TASK BRIEF:
Reproduce every entry exactly, without alteration.

DATA SHOWN:
_ _ _ _
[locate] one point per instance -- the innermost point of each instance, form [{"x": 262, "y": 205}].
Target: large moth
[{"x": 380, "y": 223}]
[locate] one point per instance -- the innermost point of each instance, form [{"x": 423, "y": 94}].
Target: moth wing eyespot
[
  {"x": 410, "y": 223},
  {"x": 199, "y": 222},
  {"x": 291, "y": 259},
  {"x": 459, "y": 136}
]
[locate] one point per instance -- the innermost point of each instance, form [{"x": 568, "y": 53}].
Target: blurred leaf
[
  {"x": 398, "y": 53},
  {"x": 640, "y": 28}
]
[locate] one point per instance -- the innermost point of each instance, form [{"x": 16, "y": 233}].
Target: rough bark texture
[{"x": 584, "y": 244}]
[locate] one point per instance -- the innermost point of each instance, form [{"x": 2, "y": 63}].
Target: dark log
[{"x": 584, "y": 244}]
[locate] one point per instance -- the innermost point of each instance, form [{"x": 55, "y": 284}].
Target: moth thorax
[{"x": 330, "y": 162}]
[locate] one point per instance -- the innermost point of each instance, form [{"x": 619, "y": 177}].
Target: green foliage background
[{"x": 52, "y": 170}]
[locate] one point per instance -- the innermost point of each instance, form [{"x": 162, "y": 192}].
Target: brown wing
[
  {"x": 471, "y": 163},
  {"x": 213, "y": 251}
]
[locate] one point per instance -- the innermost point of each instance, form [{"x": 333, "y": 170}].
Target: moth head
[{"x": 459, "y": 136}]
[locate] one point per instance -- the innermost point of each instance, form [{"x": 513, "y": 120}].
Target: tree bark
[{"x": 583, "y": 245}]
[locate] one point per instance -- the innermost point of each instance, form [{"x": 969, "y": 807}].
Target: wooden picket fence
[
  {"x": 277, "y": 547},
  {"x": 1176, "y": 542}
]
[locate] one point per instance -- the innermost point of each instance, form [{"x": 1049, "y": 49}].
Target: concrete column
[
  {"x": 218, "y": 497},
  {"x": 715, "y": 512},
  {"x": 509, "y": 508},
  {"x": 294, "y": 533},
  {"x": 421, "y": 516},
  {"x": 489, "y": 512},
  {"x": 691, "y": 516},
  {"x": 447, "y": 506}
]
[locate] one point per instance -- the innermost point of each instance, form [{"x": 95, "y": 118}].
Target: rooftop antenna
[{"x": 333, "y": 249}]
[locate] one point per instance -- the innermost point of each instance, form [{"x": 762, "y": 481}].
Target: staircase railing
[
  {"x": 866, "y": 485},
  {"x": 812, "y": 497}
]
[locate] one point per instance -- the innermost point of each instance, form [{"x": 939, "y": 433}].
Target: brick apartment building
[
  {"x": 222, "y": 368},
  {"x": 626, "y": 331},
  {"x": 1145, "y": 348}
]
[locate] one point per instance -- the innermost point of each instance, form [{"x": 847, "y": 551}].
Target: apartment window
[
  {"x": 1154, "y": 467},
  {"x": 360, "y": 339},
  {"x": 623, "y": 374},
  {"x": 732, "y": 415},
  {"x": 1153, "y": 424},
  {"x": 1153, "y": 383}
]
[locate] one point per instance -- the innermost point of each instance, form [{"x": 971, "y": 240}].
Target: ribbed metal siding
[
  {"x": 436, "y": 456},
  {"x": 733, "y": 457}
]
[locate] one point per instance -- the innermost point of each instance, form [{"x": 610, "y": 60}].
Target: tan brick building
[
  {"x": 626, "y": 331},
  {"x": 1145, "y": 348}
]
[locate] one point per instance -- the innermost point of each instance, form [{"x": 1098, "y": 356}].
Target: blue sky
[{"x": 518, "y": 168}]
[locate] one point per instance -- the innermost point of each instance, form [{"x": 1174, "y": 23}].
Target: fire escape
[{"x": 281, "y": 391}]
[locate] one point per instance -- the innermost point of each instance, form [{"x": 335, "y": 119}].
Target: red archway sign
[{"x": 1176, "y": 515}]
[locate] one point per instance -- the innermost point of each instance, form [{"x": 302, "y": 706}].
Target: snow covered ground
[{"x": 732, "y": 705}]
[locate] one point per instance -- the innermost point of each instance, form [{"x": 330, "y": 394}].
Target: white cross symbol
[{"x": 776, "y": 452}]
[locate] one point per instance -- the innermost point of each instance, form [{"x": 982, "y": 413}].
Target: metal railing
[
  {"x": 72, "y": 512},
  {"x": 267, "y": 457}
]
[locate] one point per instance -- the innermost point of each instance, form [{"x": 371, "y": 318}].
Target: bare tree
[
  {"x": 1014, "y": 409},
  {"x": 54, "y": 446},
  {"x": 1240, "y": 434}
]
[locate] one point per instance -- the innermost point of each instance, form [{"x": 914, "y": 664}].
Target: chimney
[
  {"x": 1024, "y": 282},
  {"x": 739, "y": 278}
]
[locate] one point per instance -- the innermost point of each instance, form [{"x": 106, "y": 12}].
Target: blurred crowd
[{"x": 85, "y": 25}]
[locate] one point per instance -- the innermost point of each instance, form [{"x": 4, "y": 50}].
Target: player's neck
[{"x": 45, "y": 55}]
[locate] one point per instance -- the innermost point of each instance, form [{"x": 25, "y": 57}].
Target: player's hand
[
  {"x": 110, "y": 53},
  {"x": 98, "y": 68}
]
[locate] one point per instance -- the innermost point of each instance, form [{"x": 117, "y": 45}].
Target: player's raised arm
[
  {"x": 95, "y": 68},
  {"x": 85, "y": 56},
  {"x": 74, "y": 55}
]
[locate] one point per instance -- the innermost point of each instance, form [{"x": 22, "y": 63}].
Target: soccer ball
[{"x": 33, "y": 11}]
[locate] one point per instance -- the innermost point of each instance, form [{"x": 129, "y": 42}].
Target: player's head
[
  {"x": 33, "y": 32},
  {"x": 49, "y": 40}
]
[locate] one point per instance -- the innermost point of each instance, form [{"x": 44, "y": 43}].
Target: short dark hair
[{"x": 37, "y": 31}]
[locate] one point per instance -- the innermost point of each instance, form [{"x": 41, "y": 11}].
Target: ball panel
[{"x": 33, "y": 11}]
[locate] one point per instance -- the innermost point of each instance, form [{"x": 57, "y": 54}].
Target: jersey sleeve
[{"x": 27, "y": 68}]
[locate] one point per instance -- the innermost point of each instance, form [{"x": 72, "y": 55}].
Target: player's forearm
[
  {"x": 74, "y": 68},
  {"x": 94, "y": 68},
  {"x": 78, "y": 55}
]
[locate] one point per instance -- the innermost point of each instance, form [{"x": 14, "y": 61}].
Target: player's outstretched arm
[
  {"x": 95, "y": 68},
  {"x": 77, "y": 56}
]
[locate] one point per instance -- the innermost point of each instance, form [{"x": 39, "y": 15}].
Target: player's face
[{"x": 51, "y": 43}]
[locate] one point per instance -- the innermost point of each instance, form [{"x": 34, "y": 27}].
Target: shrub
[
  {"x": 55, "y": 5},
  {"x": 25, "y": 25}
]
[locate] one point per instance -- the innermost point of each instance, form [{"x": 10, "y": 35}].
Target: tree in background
_ _ _ _
RESULT:
[locate] one point per instance -- the innermost point of each instance, form [{"x": 262, "y": 205}].
Target: large moth
[{"x": 380, "y": 223}]
[locate] one point per instance -- the innermost point of each instance, form [{"x": 423, "y": 94}].
Target: moth wing eyespot
[
  {"x": 410, "y": 223},
  {"x": 199, "y": 222},
  {"x": 291, "y": 259},
  {"x": 459, "y": 136}
]
[locate] one point per instance -- the innermost point of each instance, form [{"x": 568, "y": 53}].
Target: blurred leaf
[
  {"x": 398, "y": 53},
  {"x": 640, "y": 28}
]
[locate] one point per instance -- the innermost point of each instance, form [{"x": 16, "y": 233}].
Target: rough bark texture
[{"x": 584, "y": 244}]
[locate] one point per instance -- the innermost point of each instance, form [{"x": 2, "y": 63}].
Target: dark log
[{"x": 584, "y": 244}]
[locate] one point per instance -- the innermost point of each instance, form [{"x": 55, "y": 284}].
Target: moth thorax
[{"x": 330, "y": 162}]
[locate] one point per instance -- the innermost point of each instance, form [{"x": 619, "y": 177}].
Target: green foliage background
[{"x": 52, "y": 170}]
[locate] one point per instance -- the innermost point of each instance, form [{"x": 162, "y": 192}].
Target: brown wing
[
  {"x": 471, "y": 163},
  {"x": 213, "y": 251}
]
[locate] one point per instance -- the innermost point of each instance, form [{"x": 333, "y": 170}].
Target: moth head
[{"x": 459, "y": 136}]
[locate] one point per instance -- the innermost point of each instance, form [{"x": 513, "y": 120}].
Target: tree bark
[{"x": 583, "y": 245}]
[locate] one point per instance -- the innermost point of each instance, form [{"x": 969, "y": 807}].
Target: wooden picket fence
[
  {"x": 277, "y": 547},
  {"x": 1176, "y": 542}
]
[locate] one point per instance -- the innermost point of each instance, form [{"x": 1049, "y": 49}].
Target: concrete column
[
  {"x": 218, "y": 497},
  {"x": 715, "y": 512},
  {"x": 509, "y": 508},
  {"x": 294, "y": 533},
  {"x": 421, "y": 516},
  {"x": 489, "y": 512},
  {"x": 691, "y": 516},
  {"x": 447, "y": 506}
]
[locate] one point per instance -- the innermost point of each instance, form [{"x": 95, "y": 118}].
Target: rooftop antenna
[{"x": 333, "y": 249}]
[locate] one point per instance -- the innermost point of each instance, form [{"x": 762, "y": 481}].
Target: staircase railing
[
  {"x": 866, "y": 485},
  {"x": 812, "y": 497}
]
[locate] one point per instance -- the innermost point of each instance, form [{"x": 939, "y": 433}].
Target: brick apartment building
[
  {"x": 222, "y": 368},
  {"x": 626, "y": 331},
  {"x": 1145, "y": 348}
]
[locate] one point per instance -- the innermost point of each instance, form [{"x": 847, "y": 551}].
Target: apartment window
[
  {"x": 1154, "y": 467},
  {"x": 360, "y": 339},
  {"x": 623, "y": 374},
  {"x": 732, "y": 415},
  {"x": 1153, "y": 424},
  {"x": 1153, "y": 383}
]
[locate] one point per instance -- the innermost point of each instance, form [{"x": 971, "y": 240}].
Target: ribbed metal siding
[
  {"x": 436, "y": 456},
  {"x": 733, "y": 457}
]
[locate] one point per instance -- the innermost point of each instance, form [{"x": 610, "y": 60}].
Target: tan brick building
[
  {"x": 626, "y": 331},
  {"x": 1145, "y": 348}
]
[locate] one point per instance -- the innermost point of each instance, form [{"x": 1098, "y": 356}].
Target: blue sky
[{"x": 518, "y": 168}]
[locate] one point per instance -- the innermost point of each instance, form [{"x": 1174, "y": 23}].
Target: fire escape
[{"x": 281, "y": 391}]
[locate] one point per instance -- the innermost point of each instance, form [{"x": 335, "y": 119}].
Target: red archway sign
[{"x": 1176, "y": 515}]
[locate] one point per instance -- the innermost point of each instance, form [{"x": 302, "y": 706}].
Target: snow covered ground
[{"x": 732, "y": 705}]
[locate] one point per instance -- the innermost point of each instance, form [{"x": 330, "y": 394}].
Target: white cross symbol
[{"x": 776, "y": 452}]
[locate] one point per instance -- the innermost point of each instance, form [{"x": 982, "y": 413}].
Target: metal railing
[
  {"x": 72, "y": 512},
  {"x": 267, "y": 457}
]
[locate] one point per instance -- the innermost point of each instance, form [{"x": 371, "y": 318}].
Target: bare tree
[
  {"x": 1014, "y": 409},
  {"x": 54, "y": 446},
  {"x": 1240, "y": 434}
]
[locate] one point per instance -- the innermost point of each instance, form [{"x": 914, "y": 664}].
Target: chimney
[
  {"x": 1024, "y": 282},
  {"x": 739, "y": 278}
]
[locate] one point per instance -- the innermost point of each instance, form [{"x": 106, "y": 12}].
Target: blurred crowd
[{"x": 85, "y": 25}]
[locate] one point per instance -- the innermost point of each instance, form [{"x": 4, "y": 50}].
Target: player's neck
[{"x": 45, "y": 55}]
[locate] one point per instance -- the innermost point of each instance, form [{"x": 25, "y": 57}].
Target: player's hand
[
  {"x": 110, "y": 53},
  {"x": 98, "y": 68}
]
[locate] one point per instance -- the innermost point of each instance, form [{"x": 117, "y": 45}].
Target: player's raised arm
[
  {"x": 95, "y": 68},
  {"x": 85, "y": 56},
  {"x": 74, "y": 55}
]
[locate] one point per instance -- the innermost point of each instance, form [{"x": 22, "y": 63}].
Target: soccer ball
[{"x": 33, "y": 11}]
[locate] one point per instance -- the innermost point of each instance, form [{"x": 129, "y": 42}].
Target: player's head
[
  {"x": 33, "y": 32},
  {"x": 49, "y": 40}
]
[locate] one point per instance -- the innermost point of each instance, form [{"x": 44, "y": 43}].
Target: short dark hair
[{"x": 37, "y": 31}]
[locate] one point per instance -- the innermost point of each instance, form [{"x": 41, "y": 11}].
Target: ball panel
[{"x": 33, "y": 11}]
[locate] one point per instance -- the innermost point of each instance, form [{"x": 57, "y": 54}].
Target: jersey sleeve
[{"x": 27, "y": 68}]
[locate] one point per instance -- the innermost point of each instance, form [{"x": 72, "y": 55}].
Target: player's forearm
[
  {"x": 74, "y": 68},
  {"x": 94, "y": 68},
  {"x": 78, "y": 55}
]
[locate] one point per instance -- the innermost point of each instance, form [{"x": 14, "y": 61}].
Target: player's outstretched arm
[
  {"x": 95, "y": 68},
  {"x": 77, "y": 56}
]
[locate] one point per instance -- the innermost point of each instance, form [{"x": 39, "y": 15}].
Target: player's face
[{"x": 51, "y": 43}]
[locate] one point per instance -- the innermost point of each instance, form [{"x": 34, "y": 27}].
Target: shrub
[
  {"x": 55, "y": 5},
  {"x": 25, "y": 25}
]
[locate] one point per instance -- the innermost point of each instance, form [{"x": 10, "y": 35}].
Target: tree in background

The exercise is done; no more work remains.